Rewrite the rows below as a numbered list, omitting any blank lines.
==== ENTRIES SUPPLIED
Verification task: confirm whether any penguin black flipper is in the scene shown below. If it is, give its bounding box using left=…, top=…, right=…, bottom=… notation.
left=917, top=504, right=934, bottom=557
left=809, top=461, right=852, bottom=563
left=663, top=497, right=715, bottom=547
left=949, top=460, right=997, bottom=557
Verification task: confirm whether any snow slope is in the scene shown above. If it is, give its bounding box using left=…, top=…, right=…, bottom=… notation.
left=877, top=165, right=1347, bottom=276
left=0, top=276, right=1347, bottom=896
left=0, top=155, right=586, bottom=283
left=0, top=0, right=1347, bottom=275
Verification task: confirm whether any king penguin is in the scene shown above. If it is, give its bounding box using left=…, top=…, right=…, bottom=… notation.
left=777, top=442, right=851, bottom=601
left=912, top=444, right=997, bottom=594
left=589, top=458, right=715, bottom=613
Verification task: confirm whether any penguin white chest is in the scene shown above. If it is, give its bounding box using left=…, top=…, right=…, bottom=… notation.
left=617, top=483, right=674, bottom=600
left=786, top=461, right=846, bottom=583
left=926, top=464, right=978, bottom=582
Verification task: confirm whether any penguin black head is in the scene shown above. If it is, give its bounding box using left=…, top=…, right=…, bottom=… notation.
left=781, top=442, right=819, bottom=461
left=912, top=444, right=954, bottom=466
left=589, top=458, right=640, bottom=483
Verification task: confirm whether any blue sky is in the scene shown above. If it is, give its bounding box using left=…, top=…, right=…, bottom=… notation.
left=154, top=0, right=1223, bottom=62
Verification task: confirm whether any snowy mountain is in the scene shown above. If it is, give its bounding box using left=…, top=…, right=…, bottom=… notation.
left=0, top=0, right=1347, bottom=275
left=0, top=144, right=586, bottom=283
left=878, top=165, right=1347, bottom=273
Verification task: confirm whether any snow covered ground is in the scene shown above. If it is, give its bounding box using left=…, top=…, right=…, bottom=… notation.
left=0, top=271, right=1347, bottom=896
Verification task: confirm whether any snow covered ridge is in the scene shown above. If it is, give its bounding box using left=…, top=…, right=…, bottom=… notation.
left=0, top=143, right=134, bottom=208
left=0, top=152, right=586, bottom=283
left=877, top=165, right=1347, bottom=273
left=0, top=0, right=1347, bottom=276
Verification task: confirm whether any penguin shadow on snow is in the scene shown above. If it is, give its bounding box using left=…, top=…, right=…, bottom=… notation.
========
### SOLUTION TO THIS TASK
1. Verification task: confirm whether any penguin black flipper is in the scene shown below. If it is, give its bounding box using left=…, top=…, right=…, bottom=… notation.
2. left=917, top=504, right=934, bottom=557
3. left=809, top=461, right=852, bottom=563
4. left=663, top=497, right=715, bottom=547
5. left=949, top=460, right=997, bottom=557
6. Verification task: confirm whether any snow slope is in the scene shown above. If it is, give its bounding box using left=…, top=…, right=…, bottom=… notation.
7. left=877, top=165, right=1347, bottom=276
8. left=0, top=276, right=1347, bottom=896
9. left=0, top=155, right=586, bottom=283
10. left=0, top=0, right=1347, bottom=275
11. Verification task: confirm whether any king penguin is in the scene shown above. If it is, give its bounding box using left=…, top=…, right=…, bottom=… notation.
12. left=777, top=442, right=851, bottom=601
13. left=912, top=444, right=997, bottom=594
14. left=589, top=458, right=715, bottom=613
15. Verification task: confirm whether any penguin white chest is in the scene shown above. If it is, give its bounding box using left=…, top=…, right=…, bottom=… notation.
16. left=617, top=483, right=674, bottom=600
17. left=786, top=461, right=846, bottom=583
18. left=926, top=464, right=978, bottom=582
19. Verification task: confirm whether any penguin black head is in the scene shown above. If it is, give its bounding box using left=…, top=…, right=…, bottom=… notation.
20. left=781, top=442, right=819, bottom=461
21. left=912, top=444, right=954, bottom=466
22. left=589, top=458, right=640, bottom=483
23. Verification task: confirm whether any blue sky is in the scene shown above. If it is, give its bounding box using left=…, top=…, right=…, bottom=… notation.
24. left=154, top=0, right=1223, bottom=62
25. Verification task: confirm whether any snowy mountain is in the scene shown above. If it is, give its bounding box using left=…, top=…, right=…, bottom=… notation.
26. left=0, top=0, right=1347, bottom=275
27. left=0, top=144, right=586, bottom=283
28. left=878, top=165, right=1347, bottom=273
29. Verification task: confirm whether any snow covered ground is in the scene shown above. If it is, give its bounding box using left=…, top=…, right=…, bottom=… notation.
30. left=0, top=271, right=1347, bottom=896
31. Verification task: confirm whether any snow covered ridge is in the scene shown above. If it is, give its bounding box using left=…, top=…, right=…, bottom=… notation.
32. left=0, top=143, right=134, bottom=208
33. left=0, top=152, right=586, bottom=283
34. left=877, top=165, right=1347, bottom=273
35. left=0, top=0, right=1347, bottom=276
36. Verification task: confirm whether any penguin shadow on snow is in the scene shown above. If it is, give its bounding box using left=…, top=…, right=…, bottom=… notation.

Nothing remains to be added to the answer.